What you are asked to do:
Only the lines from the beginning of the material below through the line with "Can you find the framed portrait" should be retyped exactly, and pictures are to be skipped.

Entries provided:
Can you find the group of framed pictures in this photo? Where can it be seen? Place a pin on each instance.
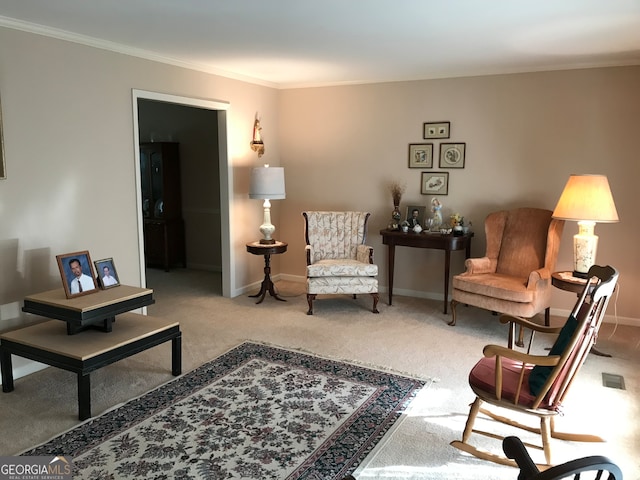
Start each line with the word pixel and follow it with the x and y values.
pixel 78 276
pixel 451 156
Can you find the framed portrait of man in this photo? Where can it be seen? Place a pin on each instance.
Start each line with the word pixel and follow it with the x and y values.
pixel 77 275
pixel 107 275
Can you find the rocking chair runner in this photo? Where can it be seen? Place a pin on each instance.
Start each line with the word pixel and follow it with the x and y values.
pixel 515 449
pixel 536 384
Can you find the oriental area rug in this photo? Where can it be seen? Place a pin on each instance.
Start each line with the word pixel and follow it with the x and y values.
pixel 256 412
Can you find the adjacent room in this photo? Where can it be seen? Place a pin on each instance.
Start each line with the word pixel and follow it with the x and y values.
pixel 200 205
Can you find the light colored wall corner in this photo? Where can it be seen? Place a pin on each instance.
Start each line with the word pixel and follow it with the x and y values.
pixel 524 134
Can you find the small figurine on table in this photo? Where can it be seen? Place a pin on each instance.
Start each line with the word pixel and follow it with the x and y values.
pixel 436 208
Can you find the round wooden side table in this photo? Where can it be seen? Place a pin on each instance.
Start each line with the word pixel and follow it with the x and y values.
pixel 267 249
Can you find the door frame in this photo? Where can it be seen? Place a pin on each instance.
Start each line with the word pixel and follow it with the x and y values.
pixel 226 177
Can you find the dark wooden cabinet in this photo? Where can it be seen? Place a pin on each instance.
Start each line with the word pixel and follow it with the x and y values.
pixel 164 243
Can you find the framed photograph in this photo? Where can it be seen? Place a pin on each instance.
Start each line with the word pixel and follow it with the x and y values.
pixel 436 130
pixel 421 155
pixel 452 155
pixel 107 275
pixel 415 215
pixel 76 271
pixel 435 183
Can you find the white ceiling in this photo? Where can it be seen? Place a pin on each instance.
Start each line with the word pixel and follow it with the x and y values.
pixel 297 43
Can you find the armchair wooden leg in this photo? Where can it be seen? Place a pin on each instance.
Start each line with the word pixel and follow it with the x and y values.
pixel 545 432
pixel 453 312
pixel 473 413
pixel 376 297
pixel 310 298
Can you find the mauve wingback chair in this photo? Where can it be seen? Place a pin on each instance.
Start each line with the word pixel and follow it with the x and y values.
pixel 514 276
pixel 338 261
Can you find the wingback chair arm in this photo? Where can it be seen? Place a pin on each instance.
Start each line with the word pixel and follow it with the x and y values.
pixel 500 351
pixel 480 265
pixel 523 322
pixel 364 254
pixel 536 276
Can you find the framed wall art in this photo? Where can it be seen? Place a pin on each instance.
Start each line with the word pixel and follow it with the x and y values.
pixel 421 155
pixel 436 130
pixel 107 275
pixel 435 183
pixel 452 155
pixel 76 271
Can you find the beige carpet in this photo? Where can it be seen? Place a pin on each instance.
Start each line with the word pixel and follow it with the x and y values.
pixel 409 337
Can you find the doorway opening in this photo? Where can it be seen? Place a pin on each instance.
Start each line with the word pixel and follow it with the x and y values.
pixel 200 128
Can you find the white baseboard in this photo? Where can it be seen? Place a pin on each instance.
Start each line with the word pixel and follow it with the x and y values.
pixel 23 367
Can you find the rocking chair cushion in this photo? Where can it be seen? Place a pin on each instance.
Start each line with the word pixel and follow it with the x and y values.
pixel 540 373
pixel 483 377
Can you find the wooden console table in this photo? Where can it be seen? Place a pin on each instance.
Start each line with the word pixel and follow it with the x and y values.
pixel 48 343
pixel 437 241
pixel 99 308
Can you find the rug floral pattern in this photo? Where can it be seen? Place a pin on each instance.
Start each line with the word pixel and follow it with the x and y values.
pixel 256 412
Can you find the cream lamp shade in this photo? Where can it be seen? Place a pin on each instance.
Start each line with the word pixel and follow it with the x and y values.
pixel 267 183
pixel 586 199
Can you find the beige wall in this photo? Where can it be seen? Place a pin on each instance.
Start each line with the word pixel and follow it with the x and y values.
pixel 68 129
pixel 525 134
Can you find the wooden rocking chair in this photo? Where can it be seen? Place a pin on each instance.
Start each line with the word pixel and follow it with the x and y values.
pixel 537 384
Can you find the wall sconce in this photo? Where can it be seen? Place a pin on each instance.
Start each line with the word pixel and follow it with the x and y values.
pixel 267 183
pixel 586 199
pixel 257 145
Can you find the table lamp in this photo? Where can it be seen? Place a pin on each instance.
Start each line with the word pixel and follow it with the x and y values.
pixel 267 183
pixel 586 199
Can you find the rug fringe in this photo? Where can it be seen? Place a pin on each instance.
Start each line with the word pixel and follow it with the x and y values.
pixel 428 380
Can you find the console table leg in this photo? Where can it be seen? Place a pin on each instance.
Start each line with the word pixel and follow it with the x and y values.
pixel 7 371
pixel 391 266
pixel 176 356
pixel 84 396
pixel 447 264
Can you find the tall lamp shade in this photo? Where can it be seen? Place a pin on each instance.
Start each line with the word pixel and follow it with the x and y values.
pixel 586 199
pixel 267 183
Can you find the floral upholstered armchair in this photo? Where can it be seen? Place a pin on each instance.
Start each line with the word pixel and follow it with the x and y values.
pixel 338 261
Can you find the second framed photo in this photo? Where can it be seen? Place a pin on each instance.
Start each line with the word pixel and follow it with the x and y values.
pixel 421 155
pixel 436 130
pixel 436 183
pixel 452 155
pixel 107 275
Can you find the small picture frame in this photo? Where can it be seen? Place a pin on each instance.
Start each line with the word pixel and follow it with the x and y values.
pixel 76 271
pixel 435 183
pixel 415 215
pixel 436 130
pixel 106 272
pixel 421 155
pixel 452 155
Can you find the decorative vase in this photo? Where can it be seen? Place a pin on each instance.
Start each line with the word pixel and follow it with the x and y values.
pixel 395 218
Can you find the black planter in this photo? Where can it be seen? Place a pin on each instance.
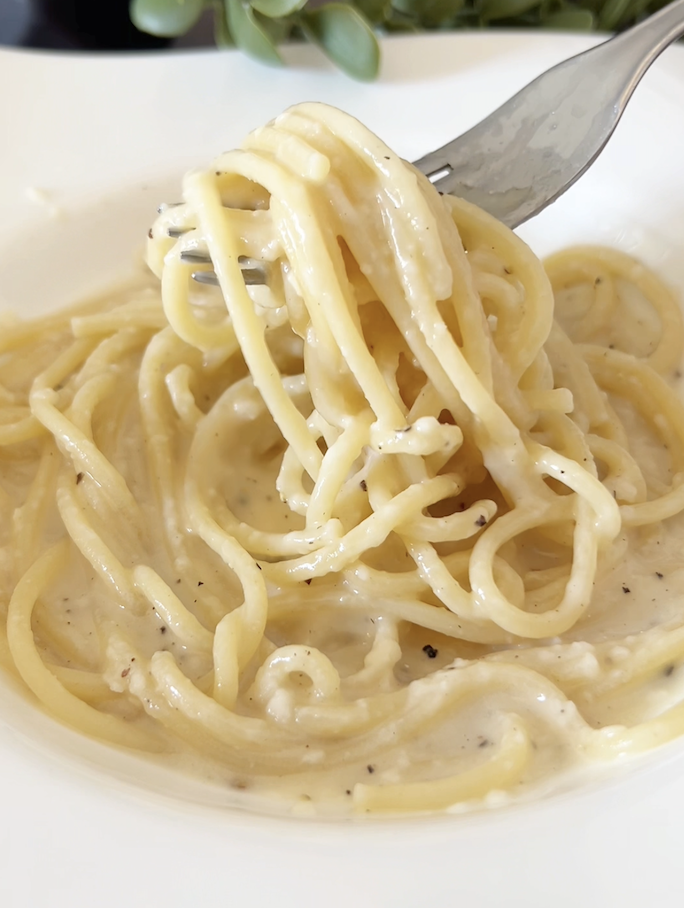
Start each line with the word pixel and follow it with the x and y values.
pixel 72 25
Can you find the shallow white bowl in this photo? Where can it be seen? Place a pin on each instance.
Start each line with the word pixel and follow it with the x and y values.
pixel 89 147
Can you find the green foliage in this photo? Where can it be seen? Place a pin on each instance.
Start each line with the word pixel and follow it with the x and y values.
pixel 165 18
pixel 346 37
pixel 346 31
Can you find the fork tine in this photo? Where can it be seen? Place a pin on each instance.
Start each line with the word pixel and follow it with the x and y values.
pixel 252 277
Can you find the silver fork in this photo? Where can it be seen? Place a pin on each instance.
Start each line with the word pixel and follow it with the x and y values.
pixel 527 153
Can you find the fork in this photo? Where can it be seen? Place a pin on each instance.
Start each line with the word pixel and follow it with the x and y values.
pixel 527 153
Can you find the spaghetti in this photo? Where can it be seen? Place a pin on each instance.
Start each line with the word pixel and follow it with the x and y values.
pixel 378 531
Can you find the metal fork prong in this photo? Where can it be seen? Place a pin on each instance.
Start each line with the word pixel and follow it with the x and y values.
pixel 196 258
pixel 251 276
pixel 166 205
pixel 205 277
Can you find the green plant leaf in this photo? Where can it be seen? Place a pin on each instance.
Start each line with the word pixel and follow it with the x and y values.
pixel 278 30
pixel 575 20
pixel 165 18
pixel 611 13
pixel 429 12
pixel 376 11
pixel 506 9
pixel 346 37
pixel 248 33
pixel 276 9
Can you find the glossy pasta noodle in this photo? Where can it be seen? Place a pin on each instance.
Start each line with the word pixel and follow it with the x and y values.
pixel 344 514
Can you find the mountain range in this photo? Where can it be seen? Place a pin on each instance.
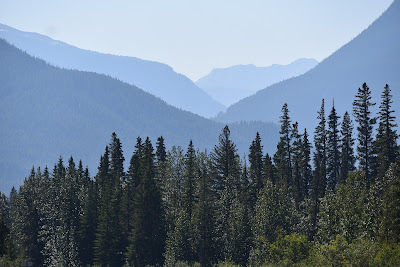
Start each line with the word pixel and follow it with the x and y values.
pixel 229 85
pixel 46 111
pixel 153 77
pixel 372 57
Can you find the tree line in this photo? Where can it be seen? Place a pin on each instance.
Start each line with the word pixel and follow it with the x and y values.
pixel 306 204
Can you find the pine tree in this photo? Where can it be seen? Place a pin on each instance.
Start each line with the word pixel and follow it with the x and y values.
pixel 332 149
pixel 386 139
pixel 282 157
pixel 305 167
pixel 297 188
pixel 204 216
pixel 318 183
pixel 256 169
pixel 347 159
pixel 147 238
pixel 269 173
pixel 362 114
pixel 188 198
pixel 225 161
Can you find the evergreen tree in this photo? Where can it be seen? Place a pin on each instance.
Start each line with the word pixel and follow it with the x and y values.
pixel 147 238
pixel 107 240
pixel 188 198
pixel 386 139
pixel 347 159
pixel 282 157
pixel 269 173
pixel 204 216
pixel 362 114
pixel 297 188
pixel 225 161
pixel 160 150
pixel 305 167
pixel 318 183
pixel 332 149
pixel 256 169
pixel 88 221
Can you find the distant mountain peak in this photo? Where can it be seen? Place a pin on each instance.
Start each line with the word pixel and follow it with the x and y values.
pixel 229 85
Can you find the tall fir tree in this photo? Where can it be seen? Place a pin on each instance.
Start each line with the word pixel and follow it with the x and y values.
pixel 332 149
pixel 386 146
pixel 305 167
pixel 204 216
pixel 188 197
pixel 255 169
pixel 225 161
pixel 347 159
pixel 282 157
pixel 269 173
pixel 362 114
pixel 147 238
pixel 318 183
pixel 297 186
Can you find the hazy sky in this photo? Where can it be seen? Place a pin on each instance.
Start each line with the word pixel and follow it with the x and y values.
pixel 194 37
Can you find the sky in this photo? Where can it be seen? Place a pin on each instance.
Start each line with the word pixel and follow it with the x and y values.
pixel 195 37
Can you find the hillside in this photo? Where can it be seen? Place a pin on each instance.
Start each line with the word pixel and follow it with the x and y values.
pixel 372 57
pixel 153 77
pixel 46 112
pixel 229 85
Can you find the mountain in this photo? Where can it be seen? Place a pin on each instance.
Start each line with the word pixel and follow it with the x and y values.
pixel 47 111
pixel 372 57
pixel 229 85
pixel 153 77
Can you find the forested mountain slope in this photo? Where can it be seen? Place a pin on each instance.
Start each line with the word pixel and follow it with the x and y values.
pixel 372 57
pixel 46 112
pixel 153 77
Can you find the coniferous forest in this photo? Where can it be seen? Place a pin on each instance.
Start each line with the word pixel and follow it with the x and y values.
pixel 330 201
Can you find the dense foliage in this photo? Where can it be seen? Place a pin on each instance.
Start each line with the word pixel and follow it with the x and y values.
pixel 188 208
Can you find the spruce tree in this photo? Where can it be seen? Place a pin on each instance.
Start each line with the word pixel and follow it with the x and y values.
pixel 147 238
pixel 386 146
pixel 256 169
pixel 318 183
pixel 188 197
pixel 362 114
pixel 225 161
pixel 347 159
pixel 204 216
pixel 297 188
pixel 282 157
pixel 332 149
pixel 305 167
pixel 269 173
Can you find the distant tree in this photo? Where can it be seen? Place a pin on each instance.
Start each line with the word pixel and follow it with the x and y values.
pixel 225 161
pixel 256 168
pixel 269 173
pixel 297 188
pixel 386 146
pixel 147 238
pixel 332 149
pixel 190 179
pixel 282 157
pixel 204 216
pixel 318 183
pixel 362 114
pixel 161 153
pixel 305 167
pixel 347 159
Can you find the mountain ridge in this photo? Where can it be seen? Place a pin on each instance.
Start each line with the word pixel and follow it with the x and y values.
pixel 46 111
pixel 231 84
pixel 156 78
pixel 367 58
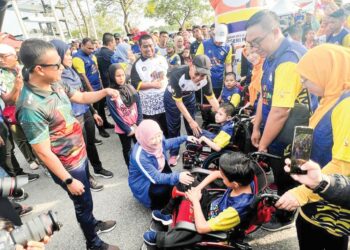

Exercise response:
Can you find the group of framed pictures in this photo? Where can it be seen? Place a pin on each instance.
Start each line with the word pixel and follow it with the x and y values.
pixel 78 276
pixel 451 156
Can you find the framed portrait of man in this photo? Where can it be seen? Place a pin on each instance.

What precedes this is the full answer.